* EXERCISE INPUT *

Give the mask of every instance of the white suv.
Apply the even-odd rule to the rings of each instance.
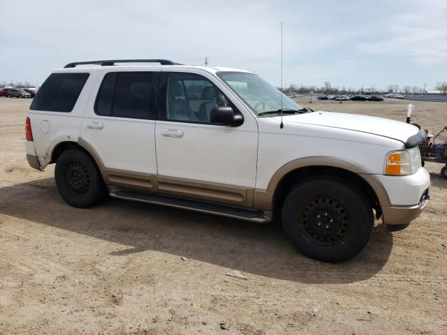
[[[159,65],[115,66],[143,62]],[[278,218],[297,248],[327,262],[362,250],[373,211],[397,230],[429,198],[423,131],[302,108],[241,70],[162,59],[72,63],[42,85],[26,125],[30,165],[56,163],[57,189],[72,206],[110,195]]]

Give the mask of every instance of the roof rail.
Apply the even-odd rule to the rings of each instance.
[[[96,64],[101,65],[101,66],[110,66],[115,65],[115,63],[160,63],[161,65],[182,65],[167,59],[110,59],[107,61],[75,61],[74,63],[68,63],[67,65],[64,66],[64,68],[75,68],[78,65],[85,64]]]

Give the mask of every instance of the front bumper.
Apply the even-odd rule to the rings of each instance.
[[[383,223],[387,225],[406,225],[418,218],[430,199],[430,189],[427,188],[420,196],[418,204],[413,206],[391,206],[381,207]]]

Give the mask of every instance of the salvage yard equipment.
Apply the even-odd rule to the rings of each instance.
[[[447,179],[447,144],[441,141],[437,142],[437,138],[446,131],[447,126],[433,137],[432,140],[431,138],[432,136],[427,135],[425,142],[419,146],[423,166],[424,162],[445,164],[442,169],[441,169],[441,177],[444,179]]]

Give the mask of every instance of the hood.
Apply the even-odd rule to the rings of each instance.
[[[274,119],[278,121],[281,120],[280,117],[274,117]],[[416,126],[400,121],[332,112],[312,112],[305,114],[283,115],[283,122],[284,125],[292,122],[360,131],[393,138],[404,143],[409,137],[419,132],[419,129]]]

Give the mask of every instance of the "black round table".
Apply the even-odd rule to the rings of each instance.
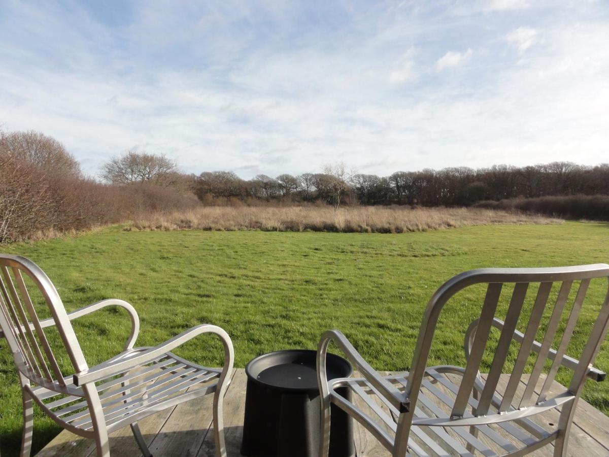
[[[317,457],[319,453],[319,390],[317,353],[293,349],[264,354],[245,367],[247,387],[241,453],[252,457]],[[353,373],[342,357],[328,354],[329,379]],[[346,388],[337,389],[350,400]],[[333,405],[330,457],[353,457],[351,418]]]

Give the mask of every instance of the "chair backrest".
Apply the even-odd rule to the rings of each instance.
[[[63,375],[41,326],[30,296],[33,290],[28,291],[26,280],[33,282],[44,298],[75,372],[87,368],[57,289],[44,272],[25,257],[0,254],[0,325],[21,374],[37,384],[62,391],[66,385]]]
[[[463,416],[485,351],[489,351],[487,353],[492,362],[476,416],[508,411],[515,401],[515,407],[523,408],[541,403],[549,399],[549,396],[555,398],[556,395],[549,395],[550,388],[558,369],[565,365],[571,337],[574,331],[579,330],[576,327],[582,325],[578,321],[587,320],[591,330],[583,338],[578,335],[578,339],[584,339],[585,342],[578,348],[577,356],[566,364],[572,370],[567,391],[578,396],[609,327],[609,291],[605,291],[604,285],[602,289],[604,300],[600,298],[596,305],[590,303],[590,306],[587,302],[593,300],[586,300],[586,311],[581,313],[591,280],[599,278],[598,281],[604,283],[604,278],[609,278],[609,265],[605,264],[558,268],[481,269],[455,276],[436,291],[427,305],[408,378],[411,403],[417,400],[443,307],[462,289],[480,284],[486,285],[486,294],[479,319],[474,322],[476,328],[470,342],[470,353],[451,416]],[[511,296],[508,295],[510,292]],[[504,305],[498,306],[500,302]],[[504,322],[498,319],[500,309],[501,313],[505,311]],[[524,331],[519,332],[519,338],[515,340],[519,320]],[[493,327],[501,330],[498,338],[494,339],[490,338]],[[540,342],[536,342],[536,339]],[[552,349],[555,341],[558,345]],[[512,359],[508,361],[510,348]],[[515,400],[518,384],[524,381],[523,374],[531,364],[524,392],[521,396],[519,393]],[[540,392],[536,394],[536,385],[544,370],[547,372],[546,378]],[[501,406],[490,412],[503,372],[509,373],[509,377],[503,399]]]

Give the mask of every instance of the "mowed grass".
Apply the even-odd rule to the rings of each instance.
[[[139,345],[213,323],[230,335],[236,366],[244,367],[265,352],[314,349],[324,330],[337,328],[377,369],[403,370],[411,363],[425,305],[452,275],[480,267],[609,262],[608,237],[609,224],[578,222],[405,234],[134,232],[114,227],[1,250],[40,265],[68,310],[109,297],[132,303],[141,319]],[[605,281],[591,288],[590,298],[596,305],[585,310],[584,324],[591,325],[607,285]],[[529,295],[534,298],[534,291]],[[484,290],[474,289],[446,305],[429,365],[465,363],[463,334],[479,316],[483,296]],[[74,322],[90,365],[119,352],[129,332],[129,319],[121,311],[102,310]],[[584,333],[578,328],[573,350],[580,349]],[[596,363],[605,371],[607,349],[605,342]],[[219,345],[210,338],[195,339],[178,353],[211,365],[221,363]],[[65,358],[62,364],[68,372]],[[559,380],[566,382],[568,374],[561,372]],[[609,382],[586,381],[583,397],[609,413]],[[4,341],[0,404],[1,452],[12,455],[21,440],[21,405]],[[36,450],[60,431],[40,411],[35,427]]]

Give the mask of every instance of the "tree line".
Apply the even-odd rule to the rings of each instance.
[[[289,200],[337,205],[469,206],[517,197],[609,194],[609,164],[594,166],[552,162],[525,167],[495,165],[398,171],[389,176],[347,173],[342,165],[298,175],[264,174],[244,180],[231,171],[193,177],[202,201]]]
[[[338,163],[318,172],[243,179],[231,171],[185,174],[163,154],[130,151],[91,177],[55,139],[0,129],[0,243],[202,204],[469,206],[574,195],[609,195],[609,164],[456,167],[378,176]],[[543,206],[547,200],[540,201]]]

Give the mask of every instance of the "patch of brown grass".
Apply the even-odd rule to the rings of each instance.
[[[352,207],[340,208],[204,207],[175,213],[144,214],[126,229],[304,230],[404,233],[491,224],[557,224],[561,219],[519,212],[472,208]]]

* TASK TO CARRY OUT *
Copy out the listing exactly as it stands, but not the pictures.

* ANSWER IN FULL *
Give the mask of every instance of the white suv.
Apply the even-odd rule to the rings of each instance.
[[[159,65],[115,66],[143,62]],[[278,218],[297,248],[327,262],[362,250],[373,211],[397,230],[429,198],[423,131],[302,108],[241,70],[162,59],[72,63],[42,85],[26,125],[30,165],[56,163],[57,189],[72,206],[110,195]]]

Give the mask of every instance of the roof rail.
Apply the even-odd rule to the rings of each instance.
[[[96,64],[101,65],[101,66],[110,66],[115,65],[115,63],[160,63],[161,65],[182,65],[167,59],[110,59],[107,61],[75,61],[74,63],[68,63],[67,65],[64,66],[64,68],[75,68],[78,65],[85,64]]]

Give the mask of every instance of the front bumper.
Apply the even-odd rule to the rings of each instance.
[[[383,223],[387,225],[406,225],[418,218],[430,199],[430,189],[427,188],[420,196],[418,204],[413,206],[391,206],[381,207]]]

Give the mask of every instance of the salvage yard equipment.
Apply the even-odd rule to the rings of each instance.
[[[447,179],[447,144],[441,141],[437,142],[437,138],[446,131],[447,126],[433,137],[432,140],[431,138],[432,136],[427,135],[425,142],[419,146],[423,166],[424,162],[445,164],[442,169],[441,169],[441,177],[444,179]]]

Give the mask of every instance of the hood.
Apply the even-odd rule to the rings of each instance.
[[[274,119],[278,121],[281,120],[280,117],[274,117]],[[416,126],[400,121],[332,112],[312,112],[305,114],[283,115],[283,122],[284,125],[292,122],[360,131],[393,138],[404,143],[409,137],[419,132],[419,129]]]

Give the mask of every instance of the "black round table".
Apply the even-odd rule to the rings of each instance.
[[[317,457],[319,453],[319,390],[317,353],[293,349],[264,354],[245,367],[247,387],[241,453],[252,457]],[[353,373],[342,357],[328,354],[329,379]],[[346,388],[337,389],[350,400]],[[333,405],[330,457],[353,457],[351,418]]]

Give the mask of every instance of the "chair backrest".
Apply the even-odd rule to the rings of each instance.
[[[63,375],[41,326],[30,296],[33,290],[28,291],[26,280],[33,282],[44,298],[75,372],[87,368],[57,289],[44,272],[25,257],[0,254],[0,325],[21,374],[37,384],[62,391],[66,385]]]
[[[463,416],[485,351],[489,351],[487,353],[492,362],[476,416],[508,411],[515,401],[515,407],[523,408],[541,403],[549,399],[549,396],[555,398],[556,395],[549,395],[550,388],[558,369],[565,365],[571,337],[574,331],[579,330],[576,327],[582,325],[578,321],[587,320],[591,330],[583,338],[578,335],[578,339],[584,339],[585,342],[578,348],[577,356],[566,364],[572,370],[567,391],[578,396],[609,327],[609,291],[605,291],[604,285],[602,289],[604,300],[600,298],[596,305],[590,303],[590,306],[587,302],[593,300],[586,300],[586,311],[581,313],[591,280],[599,278],[598,281],[604,283],[604,278],[609,278],[609,265],[605,264],[558,268],[481,269],[455,276],[436,291],[427,305],[408,378],[411,403],[417,400],[443,307],[462,289],[480,284],[486,285],[486,294],[479,319],[474,322],[476,328],[470,342],[470,353],[451,416]],[[511,296],[508,295],[510,292]],[[504,305],[498,306],[500,302]],[[504,322],[498,319],[500,309],[501,313],[505,311]],[[524,331],[519,332],[519,338],[515,340],[519,320]],[[493,327],[501,330],[498,338],[494,339],[490,338]],[[540,342],[536,342],[536,339]],[[552,349],[555,341],[558,345]],[[512,359],[508,361],[510,348]],[[515,400],[518,384],[524,381],[523,374],[531,364],[524,392],[521,396],[519,393]],[[540,392],[536,394],[536,385],[544,370],[547,372],[546,378]],[[501,406],[490,412],[503,372],[509,373],[509,377],[503,399]]]

Give the mask of every instance of the "mowed grass".
Apply the even-odd rule to the rings of each instance.
[[[139,345],[213,323],[230,335],[236,366],[244,367],[265,352],[314,349],[324,330],[337,328],[377,369],[403,370],[411,363],[425,305],[452,275],[480,267],[609,262],[608,237],[609,224],[578,222],[405,234],[134,232],[114,227],[1,250],[40,265],[68,310],[109,297],[132,303],[141,319]],[[605,281],[591,288],[590,298],[596,305],[585,310],[584,324],[591,325],[607,285]],[[529,295],[534,298],[534,291]],[[484,290],[474,289],[446,305],[429,365],[465,363],[463,334],[479,316],[483,296]],[[74,322],[90,365],[119,352],[129,332],[129,319],[121,311],[102,310]],[[584,333],[578,328],[573,350],[580,349]],[[596,363],[605,371],[607,349],[605,342]],[[219,345],[210,338],[195,339],[178,353],[211,365],[221,363]],[[65,358],[62,364],[68,372]],[[559,380],[566,382],[568,374],[561,372]],[[609,382],[586,381],[583,397],[609,413]],[[4,341],[0,404],[1,452],[12,455],[21,440],[21,405]],[[36,450],[60,431],[40,411],[35,427]]]

Give the mask of every instance of the "tree line".
Apply the even-odd rule to the rings of each instance.
[[[289,200],[337,205],[469,206],[517,197],[609,194],[609,164],[594,166],[552,162],[525,167],[495,165],[398,171],[389,176],[347,173],[342,165],[298,175],[264,174],[244,180],[231,171],[193,177],[202,201]]]
[[[338,163],[318,172],[243,179],[231,171],[185,174],[163,154],[130,151],[91,177],[55,139],[0,129],[0,243],[202,204],[469,206],[574,195],[609,195],[609,164],[456,167],[378,176]],[[543,206],[547,200],[540,201]]]

Give the mask of every instance of the "patch of brown grass".
Apply the even-odd rule to the rings of each instance.
[[[352,207],[340,208],[204,207],[175,213],[144,214],[126,229],[304,230],[404,233],[491,224],[557,224],[561,219],[519,212],[472,208]]]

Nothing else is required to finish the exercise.